Source
#####
# How can I punish my puppy?



## EasyBreezy (Mar 19, 2011)

I know the thread name sounds cruel, but my puppy won't listen to anything we try.

My family got a chihuahua puppy 2 months ago. But he's 5 months old now and does whatever the hell he wants. He got really attached to my brother, but he doesn't respect him. Whenever my brother leaves the house or goes into another room and closes the door, the puppy will sit at the door and cry and whine. He walks in front of him and constantly bites his socks and tugs at his pants. He doesn't do that to anybody else. He never bites skin though, if my brother isn't wearing pants or socks he won't bite. But if we say "NO" he'll just look at us and continue doing it. He doesn't respond to "NO" he just doesn't care. We made a shake can with pennies, and at first he was afraid of it, now he doesnt care, he just goes back to what he was doing. If we try to physically remove him from what he's doing, he'll start running and turn it into a fun chase for him, if we stop chasing, he'll just go back to what he was doing.

Not to mention that potty training is going nowhere. I thought he was getting good at it, but the only time he consistently pees outside, is right after waking up. Our house is so full of pee and poop spots. When we catch him in the act and say NO or BAD and go towards him to take him outside, he'll run his little ass off as fast as he can and turn it into a fun chase again. If we don't give into the chase, he'll find a hidden spot to pee or poop in. When we take him outside he'll play for 15-20 minutes, then pee/poop inside when we bring him in. 

I don't think he understand punishment, but I don't want to do anything cruel like hurt him or anything. He cries in his crate, but he's supposed to like it so I don't want to put him in there as punishment. I just don't know what to do to make him understand that what he's doing is wrong (peeing inside, tugging at pants, chewing furniture)

I understand that you can only punish him when you catch him in the act and not afterwards, and that rewards are better than punishment. But we try to reward him so much for going outside, but its like he doesn't care lol.


----------



## RBark (Sep 10, 2007)

Put a leash on your dog, your dog has all his freedom revoked, get a crate. If he bites at your socks, put him in the crate. Attach his leash to your belt so that he is never more than 6 feet away from you. Do this for a long time (weeks/months) and start to give him freedom as his behavior improves. You are not controlling the environment. You need to control it. So snap that leash on him, if he's not on a leash then he's in the crate. If he's out of the crate then put him on a leash.


----------



## theyogachick (Aug 2, 2009)

^
THIS!

Your puppy needs boundaries, and right now it sounds as if there are none. 

Keep in mind that he is a puppy and doesn't know what rules you want him to follow--you have to show him. He doesn't know what NO means...not yet. When he stops doing the behavior, immediately reward him (yummy treat) with lots of praise.

If the puppy bites, make a loud "OUCH" noise and turn away. All play/attention stops.

And do what RBark said--it is great advice.


----------



## luvntzus (Mar 16, 2007)

Agree with RBark's advice.


----------



## hanksimon (Mar 18, 2009)
#####
Pointing dataset items:

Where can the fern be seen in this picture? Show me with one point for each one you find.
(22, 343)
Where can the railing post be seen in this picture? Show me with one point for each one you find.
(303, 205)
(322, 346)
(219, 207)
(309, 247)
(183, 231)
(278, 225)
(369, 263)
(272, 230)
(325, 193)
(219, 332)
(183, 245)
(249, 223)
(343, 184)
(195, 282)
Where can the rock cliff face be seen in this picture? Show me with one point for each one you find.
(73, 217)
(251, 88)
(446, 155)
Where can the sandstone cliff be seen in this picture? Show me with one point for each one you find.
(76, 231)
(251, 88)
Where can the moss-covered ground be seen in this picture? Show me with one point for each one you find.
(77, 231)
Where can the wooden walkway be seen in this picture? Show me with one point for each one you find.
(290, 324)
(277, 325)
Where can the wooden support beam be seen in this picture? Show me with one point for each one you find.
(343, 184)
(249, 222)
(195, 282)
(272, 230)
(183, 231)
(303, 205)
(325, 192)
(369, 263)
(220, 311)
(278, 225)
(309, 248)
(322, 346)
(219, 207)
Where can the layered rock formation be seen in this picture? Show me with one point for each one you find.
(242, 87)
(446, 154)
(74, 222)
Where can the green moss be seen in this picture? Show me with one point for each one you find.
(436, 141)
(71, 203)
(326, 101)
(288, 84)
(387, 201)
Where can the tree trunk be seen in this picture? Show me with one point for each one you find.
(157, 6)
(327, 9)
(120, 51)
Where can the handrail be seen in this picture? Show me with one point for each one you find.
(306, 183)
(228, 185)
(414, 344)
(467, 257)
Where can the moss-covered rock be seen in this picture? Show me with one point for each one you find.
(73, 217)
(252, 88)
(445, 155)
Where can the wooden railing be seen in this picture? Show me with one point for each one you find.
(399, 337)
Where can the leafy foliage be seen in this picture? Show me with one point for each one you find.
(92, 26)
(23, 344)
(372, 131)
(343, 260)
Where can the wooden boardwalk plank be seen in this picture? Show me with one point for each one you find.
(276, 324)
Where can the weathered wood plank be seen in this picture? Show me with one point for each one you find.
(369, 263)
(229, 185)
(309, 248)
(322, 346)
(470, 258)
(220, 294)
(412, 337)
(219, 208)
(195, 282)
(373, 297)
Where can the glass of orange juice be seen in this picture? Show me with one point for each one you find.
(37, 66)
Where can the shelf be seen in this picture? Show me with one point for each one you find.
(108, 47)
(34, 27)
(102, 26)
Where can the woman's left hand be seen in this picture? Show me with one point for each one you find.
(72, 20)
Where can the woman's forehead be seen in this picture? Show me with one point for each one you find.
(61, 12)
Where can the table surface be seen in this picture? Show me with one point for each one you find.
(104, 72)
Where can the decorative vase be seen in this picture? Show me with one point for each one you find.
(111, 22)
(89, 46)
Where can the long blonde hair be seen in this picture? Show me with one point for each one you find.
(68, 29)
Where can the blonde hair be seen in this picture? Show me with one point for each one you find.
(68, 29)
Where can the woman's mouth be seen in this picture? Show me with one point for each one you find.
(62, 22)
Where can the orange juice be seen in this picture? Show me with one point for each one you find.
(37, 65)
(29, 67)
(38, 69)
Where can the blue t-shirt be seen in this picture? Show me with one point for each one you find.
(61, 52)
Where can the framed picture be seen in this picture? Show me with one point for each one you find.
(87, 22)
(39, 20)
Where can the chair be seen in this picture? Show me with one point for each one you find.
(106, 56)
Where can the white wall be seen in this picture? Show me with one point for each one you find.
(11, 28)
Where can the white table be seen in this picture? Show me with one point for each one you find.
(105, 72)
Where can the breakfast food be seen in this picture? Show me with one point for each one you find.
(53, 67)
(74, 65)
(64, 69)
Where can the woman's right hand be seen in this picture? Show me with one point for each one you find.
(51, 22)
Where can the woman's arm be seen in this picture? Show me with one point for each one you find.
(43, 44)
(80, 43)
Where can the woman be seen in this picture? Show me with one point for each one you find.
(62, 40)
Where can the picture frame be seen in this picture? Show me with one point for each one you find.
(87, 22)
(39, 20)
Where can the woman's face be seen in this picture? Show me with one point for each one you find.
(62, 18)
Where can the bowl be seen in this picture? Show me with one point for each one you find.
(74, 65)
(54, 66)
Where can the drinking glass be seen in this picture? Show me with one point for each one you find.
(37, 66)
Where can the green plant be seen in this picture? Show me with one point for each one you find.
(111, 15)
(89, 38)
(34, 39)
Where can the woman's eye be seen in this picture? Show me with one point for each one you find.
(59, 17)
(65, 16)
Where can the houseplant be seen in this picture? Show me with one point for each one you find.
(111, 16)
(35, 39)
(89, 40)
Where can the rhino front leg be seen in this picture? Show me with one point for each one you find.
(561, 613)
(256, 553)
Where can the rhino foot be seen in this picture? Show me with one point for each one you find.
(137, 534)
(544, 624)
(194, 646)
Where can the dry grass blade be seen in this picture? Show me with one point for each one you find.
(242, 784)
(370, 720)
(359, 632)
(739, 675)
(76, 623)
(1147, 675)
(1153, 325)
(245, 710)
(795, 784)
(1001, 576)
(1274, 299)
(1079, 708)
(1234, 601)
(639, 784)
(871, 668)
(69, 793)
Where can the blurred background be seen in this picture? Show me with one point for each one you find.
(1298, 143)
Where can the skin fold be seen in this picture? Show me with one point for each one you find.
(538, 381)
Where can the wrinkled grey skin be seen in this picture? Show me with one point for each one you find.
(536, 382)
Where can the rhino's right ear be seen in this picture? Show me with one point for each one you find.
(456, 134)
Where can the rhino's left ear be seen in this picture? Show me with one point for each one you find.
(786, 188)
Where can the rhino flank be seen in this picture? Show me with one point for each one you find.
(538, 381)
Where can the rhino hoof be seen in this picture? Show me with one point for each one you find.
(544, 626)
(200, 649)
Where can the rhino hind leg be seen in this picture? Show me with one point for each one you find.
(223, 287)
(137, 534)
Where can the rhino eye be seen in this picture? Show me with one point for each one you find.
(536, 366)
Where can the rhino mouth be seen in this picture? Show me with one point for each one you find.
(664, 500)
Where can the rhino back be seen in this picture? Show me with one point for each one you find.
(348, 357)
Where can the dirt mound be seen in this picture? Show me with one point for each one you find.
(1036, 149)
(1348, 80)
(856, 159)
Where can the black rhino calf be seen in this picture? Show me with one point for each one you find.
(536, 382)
#####
Given task
In the puppy thread, what is the farthest the dog should be from its owner when RBark says to attach its leash to a belt? Answer from the puppy thread alone.

Written solution
The dog should never be more than 6 feet away.